**Consigne**
Disposez en tableau Markdown les lignes qui vont du début des entrées jusqu'à la ligne contenant « Give the mask », celle-ci comprise, avec une colonne « Numéro » pour le rang de chaque ligne et une colonne « Ligne » pour son texte. Laissez de côté les lignes vides.

※

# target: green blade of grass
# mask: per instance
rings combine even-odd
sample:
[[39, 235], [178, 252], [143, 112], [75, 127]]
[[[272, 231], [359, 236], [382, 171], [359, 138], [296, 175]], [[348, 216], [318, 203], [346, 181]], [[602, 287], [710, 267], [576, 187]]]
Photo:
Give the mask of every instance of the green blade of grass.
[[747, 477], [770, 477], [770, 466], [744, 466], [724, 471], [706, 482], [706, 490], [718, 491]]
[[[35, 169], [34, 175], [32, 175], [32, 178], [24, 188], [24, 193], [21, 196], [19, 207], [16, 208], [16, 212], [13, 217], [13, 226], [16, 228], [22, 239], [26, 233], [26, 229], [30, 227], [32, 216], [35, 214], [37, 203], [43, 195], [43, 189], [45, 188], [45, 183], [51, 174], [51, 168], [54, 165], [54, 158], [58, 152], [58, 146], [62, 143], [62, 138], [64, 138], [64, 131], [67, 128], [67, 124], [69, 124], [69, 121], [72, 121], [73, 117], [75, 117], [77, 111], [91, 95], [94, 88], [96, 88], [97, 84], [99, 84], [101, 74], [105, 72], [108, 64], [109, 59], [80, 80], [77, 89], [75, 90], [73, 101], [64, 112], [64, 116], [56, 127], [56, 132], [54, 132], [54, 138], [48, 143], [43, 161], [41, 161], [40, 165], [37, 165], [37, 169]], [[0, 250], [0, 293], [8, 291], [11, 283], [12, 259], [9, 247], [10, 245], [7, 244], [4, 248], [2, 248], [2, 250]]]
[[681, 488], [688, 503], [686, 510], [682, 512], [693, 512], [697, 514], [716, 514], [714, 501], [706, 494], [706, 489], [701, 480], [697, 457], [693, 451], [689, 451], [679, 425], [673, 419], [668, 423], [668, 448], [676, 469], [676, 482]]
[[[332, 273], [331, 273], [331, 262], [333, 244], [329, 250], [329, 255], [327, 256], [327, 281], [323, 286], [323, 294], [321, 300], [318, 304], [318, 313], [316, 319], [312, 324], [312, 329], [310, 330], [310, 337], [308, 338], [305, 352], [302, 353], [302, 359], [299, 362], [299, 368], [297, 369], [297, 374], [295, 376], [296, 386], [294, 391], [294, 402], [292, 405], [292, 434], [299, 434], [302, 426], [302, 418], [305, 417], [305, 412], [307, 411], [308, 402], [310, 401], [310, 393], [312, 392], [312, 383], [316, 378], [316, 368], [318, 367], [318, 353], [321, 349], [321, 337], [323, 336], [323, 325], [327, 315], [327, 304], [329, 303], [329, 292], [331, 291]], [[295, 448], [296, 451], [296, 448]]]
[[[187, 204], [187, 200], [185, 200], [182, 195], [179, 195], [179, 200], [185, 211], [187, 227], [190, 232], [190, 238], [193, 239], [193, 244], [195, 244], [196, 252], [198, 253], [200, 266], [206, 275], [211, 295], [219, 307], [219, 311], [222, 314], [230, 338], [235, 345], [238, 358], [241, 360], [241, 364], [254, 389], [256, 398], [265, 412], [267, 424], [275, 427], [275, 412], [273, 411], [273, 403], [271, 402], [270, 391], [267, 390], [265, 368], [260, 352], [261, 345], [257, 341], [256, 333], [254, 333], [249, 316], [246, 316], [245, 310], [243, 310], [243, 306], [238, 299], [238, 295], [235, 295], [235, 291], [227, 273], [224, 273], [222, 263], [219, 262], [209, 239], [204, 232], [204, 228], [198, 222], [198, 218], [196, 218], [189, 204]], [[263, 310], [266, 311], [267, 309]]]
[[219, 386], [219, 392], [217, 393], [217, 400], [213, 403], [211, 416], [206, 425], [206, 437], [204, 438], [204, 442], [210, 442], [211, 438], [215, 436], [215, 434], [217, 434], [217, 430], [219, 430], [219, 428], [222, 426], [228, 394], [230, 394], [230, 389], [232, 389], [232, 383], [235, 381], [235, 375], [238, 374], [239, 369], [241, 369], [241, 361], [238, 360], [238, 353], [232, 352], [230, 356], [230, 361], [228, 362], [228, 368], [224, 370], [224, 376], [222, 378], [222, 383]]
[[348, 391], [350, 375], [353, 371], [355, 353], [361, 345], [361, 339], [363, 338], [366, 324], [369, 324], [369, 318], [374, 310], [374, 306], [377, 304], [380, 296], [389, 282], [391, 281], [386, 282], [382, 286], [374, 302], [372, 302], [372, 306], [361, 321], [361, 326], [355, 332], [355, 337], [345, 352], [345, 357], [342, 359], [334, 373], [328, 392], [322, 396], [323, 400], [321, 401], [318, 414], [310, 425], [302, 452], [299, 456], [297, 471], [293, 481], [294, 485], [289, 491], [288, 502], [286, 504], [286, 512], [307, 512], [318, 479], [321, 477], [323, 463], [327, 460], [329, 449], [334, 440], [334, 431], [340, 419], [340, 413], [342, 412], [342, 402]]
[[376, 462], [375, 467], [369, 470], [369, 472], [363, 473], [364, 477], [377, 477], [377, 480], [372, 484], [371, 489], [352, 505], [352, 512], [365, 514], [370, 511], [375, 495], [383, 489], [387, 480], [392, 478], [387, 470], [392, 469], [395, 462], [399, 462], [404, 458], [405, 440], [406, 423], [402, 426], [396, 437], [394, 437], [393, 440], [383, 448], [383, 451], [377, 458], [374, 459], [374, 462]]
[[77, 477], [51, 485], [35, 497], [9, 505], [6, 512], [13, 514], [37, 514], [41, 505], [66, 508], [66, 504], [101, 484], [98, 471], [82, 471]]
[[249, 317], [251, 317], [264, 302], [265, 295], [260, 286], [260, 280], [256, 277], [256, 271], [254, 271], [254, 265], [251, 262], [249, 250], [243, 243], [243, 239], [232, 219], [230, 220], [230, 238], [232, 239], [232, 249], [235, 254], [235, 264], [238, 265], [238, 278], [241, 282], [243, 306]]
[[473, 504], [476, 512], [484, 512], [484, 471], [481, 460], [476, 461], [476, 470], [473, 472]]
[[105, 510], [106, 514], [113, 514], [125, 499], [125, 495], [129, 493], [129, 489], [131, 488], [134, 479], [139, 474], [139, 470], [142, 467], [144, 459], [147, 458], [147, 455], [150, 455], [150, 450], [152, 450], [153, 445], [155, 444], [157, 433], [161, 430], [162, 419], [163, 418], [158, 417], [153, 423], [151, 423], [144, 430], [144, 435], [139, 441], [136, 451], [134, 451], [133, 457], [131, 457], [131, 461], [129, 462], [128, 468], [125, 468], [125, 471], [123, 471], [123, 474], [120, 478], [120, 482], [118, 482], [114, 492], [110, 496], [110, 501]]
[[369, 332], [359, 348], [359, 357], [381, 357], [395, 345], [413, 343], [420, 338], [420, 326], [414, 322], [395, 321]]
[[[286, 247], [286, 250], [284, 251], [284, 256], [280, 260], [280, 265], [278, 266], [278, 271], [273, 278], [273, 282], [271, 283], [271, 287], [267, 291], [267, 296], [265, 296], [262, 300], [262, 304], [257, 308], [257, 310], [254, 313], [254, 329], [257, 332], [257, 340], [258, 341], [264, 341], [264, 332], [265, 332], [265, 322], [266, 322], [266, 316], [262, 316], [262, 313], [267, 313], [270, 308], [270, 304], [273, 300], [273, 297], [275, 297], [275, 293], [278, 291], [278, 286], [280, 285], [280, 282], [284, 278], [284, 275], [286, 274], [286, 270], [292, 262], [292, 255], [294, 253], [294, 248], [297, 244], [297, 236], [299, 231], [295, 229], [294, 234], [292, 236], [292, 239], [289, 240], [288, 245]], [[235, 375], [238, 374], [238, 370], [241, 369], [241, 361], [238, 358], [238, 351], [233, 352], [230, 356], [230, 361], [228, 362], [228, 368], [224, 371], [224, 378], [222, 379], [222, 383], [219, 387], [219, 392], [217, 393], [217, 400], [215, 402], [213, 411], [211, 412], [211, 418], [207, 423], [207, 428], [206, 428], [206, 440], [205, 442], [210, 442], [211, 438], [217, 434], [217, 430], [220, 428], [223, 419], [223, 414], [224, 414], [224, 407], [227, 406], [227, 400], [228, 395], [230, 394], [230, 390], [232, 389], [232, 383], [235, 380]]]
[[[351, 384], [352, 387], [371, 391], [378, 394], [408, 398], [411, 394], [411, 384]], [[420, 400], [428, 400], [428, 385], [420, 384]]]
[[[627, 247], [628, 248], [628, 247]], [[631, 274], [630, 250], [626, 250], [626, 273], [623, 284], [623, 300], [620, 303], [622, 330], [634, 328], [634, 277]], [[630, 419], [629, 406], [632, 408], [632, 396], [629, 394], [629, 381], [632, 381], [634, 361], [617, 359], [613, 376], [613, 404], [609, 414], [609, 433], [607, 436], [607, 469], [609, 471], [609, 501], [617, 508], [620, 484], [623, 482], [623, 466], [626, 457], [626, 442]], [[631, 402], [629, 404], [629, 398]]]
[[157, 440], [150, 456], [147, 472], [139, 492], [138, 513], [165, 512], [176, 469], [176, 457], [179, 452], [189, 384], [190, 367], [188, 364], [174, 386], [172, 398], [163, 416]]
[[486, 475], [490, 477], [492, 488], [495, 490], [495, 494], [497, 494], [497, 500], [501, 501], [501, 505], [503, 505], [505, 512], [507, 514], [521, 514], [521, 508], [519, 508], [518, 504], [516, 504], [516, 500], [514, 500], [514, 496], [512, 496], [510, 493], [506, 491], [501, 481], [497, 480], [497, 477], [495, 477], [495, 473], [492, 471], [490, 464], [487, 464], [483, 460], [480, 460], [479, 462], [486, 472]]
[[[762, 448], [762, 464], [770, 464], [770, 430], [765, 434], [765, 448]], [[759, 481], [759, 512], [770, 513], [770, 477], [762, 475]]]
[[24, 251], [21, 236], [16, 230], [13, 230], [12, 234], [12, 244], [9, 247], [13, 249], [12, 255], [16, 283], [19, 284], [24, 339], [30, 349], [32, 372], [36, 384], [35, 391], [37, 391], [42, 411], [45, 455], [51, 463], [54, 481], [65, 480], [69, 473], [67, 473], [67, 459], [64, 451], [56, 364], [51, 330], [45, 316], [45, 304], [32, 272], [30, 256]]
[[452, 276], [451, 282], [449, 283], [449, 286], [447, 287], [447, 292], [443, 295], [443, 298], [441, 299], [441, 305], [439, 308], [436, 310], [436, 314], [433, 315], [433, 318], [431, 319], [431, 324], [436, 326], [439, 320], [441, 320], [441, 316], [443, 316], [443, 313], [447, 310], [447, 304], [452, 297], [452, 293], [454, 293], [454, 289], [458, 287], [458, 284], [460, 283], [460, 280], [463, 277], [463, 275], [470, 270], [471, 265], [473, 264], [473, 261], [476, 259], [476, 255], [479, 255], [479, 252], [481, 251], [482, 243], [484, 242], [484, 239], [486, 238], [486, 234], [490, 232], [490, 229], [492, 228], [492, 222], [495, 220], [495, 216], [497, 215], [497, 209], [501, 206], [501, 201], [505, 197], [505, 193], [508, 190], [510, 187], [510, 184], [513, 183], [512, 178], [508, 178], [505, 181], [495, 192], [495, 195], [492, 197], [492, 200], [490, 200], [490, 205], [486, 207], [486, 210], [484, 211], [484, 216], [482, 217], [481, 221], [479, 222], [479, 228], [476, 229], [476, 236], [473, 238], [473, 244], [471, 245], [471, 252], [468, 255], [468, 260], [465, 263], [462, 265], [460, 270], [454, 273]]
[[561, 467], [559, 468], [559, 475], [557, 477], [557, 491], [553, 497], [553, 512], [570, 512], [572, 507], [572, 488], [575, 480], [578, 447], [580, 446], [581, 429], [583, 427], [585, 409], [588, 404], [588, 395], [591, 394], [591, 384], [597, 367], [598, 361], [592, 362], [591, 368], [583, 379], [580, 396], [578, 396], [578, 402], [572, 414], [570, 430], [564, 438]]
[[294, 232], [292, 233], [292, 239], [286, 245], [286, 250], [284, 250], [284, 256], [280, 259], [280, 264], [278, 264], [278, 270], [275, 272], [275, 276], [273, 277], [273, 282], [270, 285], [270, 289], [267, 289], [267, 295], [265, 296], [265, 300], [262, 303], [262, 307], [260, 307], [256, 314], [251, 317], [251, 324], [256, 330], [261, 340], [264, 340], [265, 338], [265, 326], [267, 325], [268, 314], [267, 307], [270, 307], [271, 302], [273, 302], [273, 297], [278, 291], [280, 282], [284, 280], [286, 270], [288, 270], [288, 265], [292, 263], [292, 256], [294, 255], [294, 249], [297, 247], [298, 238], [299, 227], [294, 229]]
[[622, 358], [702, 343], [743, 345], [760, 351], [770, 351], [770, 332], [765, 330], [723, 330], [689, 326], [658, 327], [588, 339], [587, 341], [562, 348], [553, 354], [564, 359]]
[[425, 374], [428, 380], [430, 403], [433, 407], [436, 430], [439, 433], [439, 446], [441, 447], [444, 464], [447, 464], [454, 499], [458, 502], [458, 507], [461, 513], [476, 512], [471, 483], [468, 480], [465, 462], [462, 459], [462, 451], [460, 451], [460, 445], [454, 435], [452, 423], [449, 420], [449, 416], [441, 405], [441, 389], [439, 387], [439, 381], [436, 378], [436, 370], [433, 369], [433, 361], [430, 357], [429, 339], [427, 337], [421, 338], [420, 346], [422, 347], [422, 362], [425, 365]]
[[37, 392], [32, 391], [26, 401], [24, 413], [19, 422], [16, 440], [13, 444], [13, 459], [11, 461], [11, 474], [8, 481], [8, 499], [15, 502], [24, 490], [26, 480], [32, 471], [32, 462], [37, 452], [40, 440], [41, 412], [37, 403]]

※

**Résultat attendu**
| Numéro | Ligne |
|---|---|
| 1 | # target: green blade of grass |
| 2 | # mask: per instance |
| 3 | rings combine even-odd |
| 4 | sample: |
| 5 | [[39, 235], [178, 252], [143, 112], [75, 127]] |
| 6 | [[[272, 231], [359, 236], [382, 171], [359, 138], [296, 175]], [[348, 216], [318, 203], [346, 181]], [[602, 287], [710, 267], [576, 187]]] |
| 7 | Photo: |
| 8 | Give the mask of every instance of the green blade of grass. |